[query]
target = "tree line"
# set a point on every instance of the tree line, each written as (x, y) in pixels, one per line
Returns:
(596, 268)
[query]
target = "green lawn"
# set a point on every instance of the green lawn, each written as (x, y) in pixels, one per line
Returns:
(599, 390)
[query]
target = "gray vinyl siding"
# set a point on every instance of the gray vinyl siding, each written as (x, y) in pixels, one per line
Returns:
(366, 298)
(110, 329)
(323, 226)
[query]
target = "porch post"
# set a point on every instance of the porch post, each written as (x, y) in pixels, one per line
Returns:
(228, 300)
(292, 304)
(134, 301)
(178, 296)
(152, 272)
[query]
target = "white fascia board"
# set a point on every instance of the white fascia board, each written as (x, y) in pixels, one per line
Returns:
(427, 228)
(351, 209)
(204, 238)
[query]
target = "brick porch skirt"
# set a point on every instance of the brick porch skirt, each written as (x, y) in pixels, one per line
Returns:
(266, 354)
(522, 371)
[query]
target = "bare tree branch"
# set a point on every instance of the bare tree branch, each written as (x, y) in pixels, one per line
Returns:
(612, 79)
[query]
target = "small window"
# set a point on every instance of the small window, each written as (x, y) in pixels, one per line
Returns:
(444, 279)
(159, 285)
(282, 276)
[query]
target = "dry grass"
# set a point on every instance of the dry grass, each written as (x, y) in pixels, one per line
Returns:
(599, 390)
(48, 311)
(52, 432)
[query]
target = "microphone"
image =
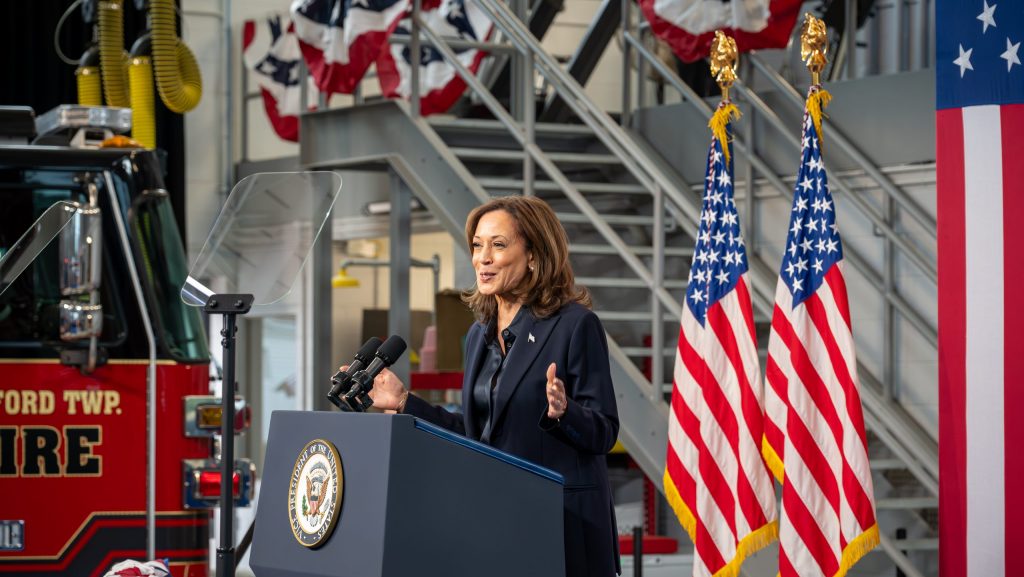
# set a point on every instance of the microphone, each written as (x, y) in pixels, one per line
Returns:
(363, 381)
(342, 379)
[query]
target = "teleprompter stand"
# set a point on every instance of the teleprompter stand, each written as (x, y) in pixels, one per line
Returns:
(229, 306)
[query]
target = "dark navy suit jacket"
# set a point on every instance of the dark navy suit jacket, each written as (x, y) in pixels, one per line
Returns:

Task => Copy the whole listing above word for word, leaving out the pictures.

Result =>
[query]
target = "tree line"
# set a point on every instance of the tree line, each written as (x, y) in pixels, one per line
Returns:
(596, 268)
[query]
target = "green lawn"
# set a point on every instance of the green lawn, each written as (x, y) in pixels, one per line
Returns:
(599, 390)
[query]
target = "gray vinyl siding"
# set a point on every instance of the gray vinyl siding, each written as (x, y) in pixels, one per line
Returns:
(366, 298)
(110, 329)
(323, 226)
[query]
target = "porch post"
# set a point on every instance of the porch post, each written as (x, y) in pixels, one per line
Returns:
(228, 300)
(292, 304)
(134, 301)
(178, 296)
(152, 272)
[query]
target = "white fascia board"
# set a point on every instance of the white fascia board, each written as (x, y) in pixels, one per line
Returns:
(427, 228)
(351, 209)
(204, 238)
[query]
target = "brick porch skirt"
# set a point on every instance of the brick porch skirt, each written as (x, y) in pixels, one per line
Returns:
(266, 354)
(522, 371)
[query]
target = "bare tree branch"
# set a point on every instance of the bare tree branch, each written as (x, y) in pixels, one per line
Returns:
(612, 79)
[query]
target = "small window"
# set a point on every instance of the small window, each written as (x, y) in pixels, one per line
Returns:
(444, 279)
(159, 285)
(282, 276)
[query]
target = "dry grass"
# set a point on every instance of the dry grass, each written as (x, y) in pixels, one per line
Returns:
(599, 390)
(48, 311)
(52, 432)
[query]
target = "microphone"
image =
# set a point on every instance of the microphone, each written as (x, y) in pixels, one per line
Returns:
(363, 381)
(342, 379)
[query]
target = "teleprompter stand"
# set a point on every instance of the teleprompter stand, each written as (x, y) in pixels, one per line
Returns:
(229, 306)
[query]
target = "dark navy suit jacket"
# set a point on every instance of the dark navy suit jacket, each written as (x, y) in pixels, one per line
Returns:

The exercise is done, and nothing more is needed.